** To be done **
Retype precisely the section of the data that starts at the line containing "Target: embroidered flower on mask" and runs to its final line, ends included.

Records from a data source
►
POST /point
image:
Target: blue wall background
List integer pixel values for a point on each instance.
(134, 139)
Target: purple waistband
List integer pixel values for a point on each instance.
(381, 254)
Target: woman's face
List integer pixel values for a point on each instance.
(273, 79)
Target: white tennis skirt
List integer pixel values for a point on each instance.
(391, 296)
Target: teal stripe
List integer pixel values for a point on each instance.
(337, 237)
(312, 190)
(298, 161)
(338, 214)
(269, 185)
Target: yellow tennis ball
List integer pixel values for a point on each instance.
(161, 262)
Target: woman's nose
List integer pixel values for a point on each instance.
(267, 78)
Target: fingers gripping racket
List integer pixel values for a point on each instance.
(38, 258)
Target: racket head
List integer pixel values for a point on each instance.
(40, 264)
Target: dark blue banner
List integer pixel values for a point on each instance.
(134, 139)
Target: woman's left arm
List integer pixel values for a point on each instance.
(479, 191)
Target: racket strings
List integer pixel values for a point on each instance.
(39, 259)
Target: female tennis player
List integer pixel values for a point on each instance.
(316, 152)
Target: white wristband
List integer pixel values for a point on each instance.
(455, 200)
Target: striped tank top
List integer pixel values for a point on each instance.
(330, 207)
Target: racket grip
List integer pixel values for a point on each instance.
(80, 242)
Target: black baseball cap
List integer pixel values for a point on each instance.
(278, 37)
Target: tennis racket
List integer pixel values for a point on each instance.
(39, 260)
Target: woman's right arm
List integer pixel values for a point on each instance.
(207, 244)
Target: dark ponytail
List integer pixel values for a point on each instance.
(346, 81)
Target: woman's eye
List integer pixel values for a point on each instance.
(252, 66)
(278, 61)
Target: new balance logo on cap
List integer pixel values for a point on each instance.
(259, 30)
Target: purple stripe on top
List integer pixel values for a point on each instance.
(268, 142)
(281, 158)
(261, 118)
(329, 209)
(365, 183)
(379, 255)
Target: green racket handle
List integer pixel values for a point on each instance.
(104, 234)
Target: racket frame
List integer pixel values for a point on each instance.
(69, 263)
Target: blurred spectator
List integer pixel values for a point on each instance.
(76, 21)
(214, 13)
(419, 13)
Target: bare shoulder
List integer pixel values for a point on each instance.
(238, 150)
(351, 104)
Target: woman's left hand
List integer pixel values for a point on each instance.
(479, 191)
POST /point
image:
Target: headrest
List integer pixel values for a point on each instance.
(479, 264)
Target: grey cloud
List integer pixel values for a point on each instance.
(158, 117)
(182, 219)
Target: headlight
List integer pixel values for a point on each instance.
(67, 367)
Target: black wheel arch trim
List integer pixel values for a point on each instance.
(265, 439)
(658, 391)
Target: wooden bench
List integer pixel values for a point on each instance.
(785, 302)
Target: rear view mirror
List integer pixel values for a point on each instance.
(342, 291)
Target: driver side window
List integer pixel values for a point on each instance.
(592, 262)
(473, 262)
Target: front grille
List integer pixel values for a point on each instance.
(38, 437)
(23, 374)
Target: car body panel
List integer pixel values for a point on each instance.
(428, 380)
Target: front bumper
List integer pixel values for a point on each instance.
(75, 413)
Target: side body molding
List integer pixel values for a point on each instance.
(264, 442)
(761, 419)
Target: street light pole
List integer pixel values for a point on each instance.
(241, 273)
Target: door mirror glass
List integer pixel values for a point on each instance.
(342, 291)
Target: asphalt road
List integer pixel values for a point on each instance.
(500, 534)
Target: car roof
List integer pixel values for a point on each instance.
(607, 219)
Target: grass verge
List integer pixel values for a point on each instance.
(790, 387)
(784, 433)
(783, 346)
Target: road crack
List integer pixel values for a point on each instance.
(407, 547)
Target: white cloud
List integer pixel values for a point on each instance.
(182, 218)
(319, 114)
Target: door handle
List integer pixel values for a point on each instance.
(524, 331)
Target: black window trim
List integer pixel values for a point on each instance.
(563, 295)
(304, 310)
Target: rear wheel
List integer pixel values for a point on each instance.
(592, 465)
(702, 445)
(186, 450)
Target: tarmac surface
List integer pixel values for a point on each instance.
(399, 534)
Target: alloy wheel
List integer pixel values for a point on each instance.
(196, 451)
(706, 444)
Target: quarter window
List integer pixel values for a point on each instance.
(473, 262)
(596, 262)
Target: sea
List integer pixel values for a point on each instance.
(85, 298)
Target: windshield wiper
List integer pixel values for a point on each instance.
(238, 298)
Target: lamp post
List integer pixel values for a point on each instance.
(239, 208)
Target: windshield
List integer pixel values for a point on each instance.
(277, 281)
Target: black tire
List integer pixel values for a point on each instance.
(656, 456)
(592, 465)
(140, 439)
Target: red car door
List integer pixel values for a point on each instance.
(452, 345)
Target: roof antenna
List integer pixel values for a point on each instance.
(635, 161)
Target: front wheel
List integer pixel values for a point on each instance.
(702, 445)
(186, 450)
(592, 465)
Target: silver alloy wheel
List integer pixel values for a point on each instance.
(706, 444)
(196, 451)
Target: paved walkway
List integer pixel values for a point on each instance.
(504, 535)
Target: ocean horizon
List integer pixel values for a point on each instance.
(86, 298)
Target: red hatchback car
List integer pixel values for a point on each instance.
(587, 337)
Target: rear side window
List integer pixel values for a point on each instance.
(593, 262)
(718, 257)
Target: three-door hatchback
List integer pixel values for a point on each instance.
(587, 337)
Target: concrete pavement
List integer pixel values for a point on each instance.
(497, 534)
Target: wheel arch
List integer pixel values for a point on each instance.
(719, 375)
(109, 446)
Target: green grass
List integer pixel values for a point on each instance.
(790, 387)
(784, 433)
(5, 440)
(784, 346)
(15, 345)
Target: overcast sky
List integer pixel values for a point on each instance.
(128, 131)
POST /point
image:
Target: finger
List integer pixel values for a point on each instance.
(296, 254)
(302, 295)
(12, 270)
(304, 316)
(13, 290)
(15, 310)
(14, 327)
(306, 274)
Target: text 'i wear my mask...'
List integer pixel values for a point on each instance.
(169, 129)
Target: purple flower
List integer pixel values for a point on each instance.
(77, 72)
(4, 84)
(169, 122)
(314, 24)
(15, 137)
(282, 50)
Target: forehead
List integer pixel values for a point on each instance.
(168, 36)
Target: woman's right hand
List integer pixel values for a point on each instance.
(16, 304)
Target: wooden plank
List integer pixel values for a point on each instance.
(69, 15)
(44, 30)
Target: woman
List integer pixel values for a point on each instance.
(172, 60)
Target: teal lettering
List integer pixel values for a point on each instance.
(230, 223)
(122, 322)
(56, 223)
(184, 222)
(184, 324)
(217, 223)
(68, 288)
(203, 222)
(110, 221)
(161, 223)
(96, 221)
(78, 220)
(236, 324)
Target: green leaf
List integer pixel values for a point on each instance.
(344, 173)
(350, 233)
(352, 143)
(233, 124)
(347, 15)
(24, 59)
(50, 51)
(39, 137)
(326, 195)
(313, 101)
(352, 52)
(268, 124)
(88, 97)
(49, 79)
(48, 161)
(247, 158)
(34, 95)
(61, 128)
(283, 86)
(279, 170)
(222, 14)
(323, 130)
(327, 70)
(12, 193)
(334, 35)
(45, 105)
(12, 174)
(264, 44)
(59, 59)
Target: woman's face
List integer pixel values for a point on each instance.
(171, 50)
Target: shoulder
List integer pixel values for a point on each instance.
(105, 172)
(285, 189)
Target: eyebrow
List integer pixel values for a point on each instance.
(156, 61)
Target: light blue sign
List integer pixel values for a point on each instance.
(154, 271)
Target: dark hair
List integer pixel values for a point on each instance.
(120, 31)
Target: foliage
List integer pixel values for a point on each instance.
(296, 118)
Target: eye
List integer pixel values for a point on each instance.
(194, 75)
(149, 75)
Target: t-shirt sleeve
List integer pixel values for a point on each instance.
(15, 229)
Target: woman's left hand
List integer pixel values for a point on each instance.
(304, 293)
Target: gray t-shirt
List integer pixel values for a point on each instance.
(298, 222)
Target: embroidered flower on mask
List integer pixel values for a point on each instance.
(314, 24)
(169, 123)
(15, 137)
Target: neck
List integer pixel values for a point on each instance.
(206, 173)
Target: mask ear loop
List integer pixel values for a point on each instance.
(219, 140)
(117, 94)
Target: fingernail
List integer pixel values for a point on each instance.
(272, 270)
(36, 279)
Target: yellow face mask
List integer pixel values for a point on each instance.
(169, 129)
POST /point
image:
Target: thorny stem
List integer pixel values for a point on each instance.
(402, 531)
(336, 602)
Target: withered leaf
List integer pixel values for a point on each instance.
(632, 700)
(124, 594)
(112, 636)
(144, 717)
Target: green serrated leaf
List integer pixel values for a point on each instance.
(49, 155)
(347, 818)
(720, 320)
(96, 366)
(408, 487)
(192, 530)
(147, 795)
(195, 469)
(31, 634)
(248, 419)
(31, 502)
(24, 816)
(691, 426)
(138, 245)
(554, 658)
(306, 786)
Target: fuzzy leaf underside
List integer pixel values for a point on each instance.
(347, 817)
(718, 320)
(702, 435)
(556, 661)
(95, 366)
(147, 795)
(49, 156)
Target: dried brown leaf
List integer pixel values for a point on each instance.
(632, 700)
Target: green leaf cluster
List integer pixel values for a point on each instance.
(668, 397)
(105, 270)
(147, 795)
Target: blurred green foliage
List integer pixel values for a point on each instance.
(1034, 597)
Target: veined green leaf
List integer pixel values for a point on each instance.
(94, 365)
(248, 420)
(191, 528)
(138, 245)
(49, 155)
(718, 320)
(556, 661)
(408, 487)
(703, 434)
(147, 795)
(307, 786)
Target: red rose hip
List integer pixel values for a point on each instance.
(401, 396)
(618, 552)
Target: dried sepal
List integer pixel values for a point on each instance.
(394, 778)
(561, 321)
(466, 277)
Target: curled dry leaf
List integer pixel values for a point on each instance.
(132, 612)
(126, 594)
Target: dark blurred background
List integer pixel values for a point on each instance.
◄
** Answer to the exercise **
Target: embroidered flower on mask
List integer pixel values for a point on each instance.
(314, 24)
(169, 123)
(15, 137)
Target: neck
List integer pixel values for a point on each instance.
(206, 173)
Target: mask ear loop
List integer pixel values for a point on each instance.
(219, 140)
(117, 94)
Target: fingernail
List integer pixel values for a point on each instance.
(272, 270)
(36, 279)
Target: yellow face mask
List integer pixel values for a point on each instance.
(169, 129)
POST /point
image:
Target: thorny stem
List integer pixel values for a point on each instance.
(402, 531)
(336, 602)
Target: withered leaf
List integer pixel values for a point on each instance.
(632, 700)
(124, 594)
(112, 636)
(144, 717)
Target: green serrated leaf
List integer pixel values for a point on each instance.
(49, 155)
(347, 818)
(720, 320)
(96, 366)
(408, 487)
(192, 530)
(147, 795)
(195, 469)
(31, 634)
(248, 419)
(31, 502)
(24, 816)
(691, 426)
(138, 245)
(554, 658)
(306, 786)
Target: fuzzy leaf underside
List integer pixel values for a point on each instance.
(347, 817)
(718, 320)
(702, 435)
(556, 661)
(95, 366)
(147, 795)
(49, 156)
Target: dried brown leaf
List integer pixel values for a point on each instance.
(632, 700)
Target: green leaf cluster
List integer pixel values for a point on each instance.
(668, 397)
(105, 270)
(147, 795)
Target: blurred green foliage
List integer pixel values for a point on each instance.
(1034, 597)
Target: veined green leaf
List integer pixel values for a point on each instance.
(94, 365)
(248, 420)
(191, 528)
(138, 245)
(49, 155)
(718, 320)
(556, 661)
(408, 487)
(703, 434)
(147, 795)
(307, 786)
Target: red rose hip
List integer pixel values for a point on each instance.
(401, 396)
(618, 552)
Target: dried sepal
List integer pixel values for a point on each instance.
(394, 778)
(561, 321)
(466, 277)
Target: curled dry leaf
List integer pixel values for a point on each instance.
(132, 612)
(126, 594)
Target: dark blurred background
List integer pixel values for a point on each instance.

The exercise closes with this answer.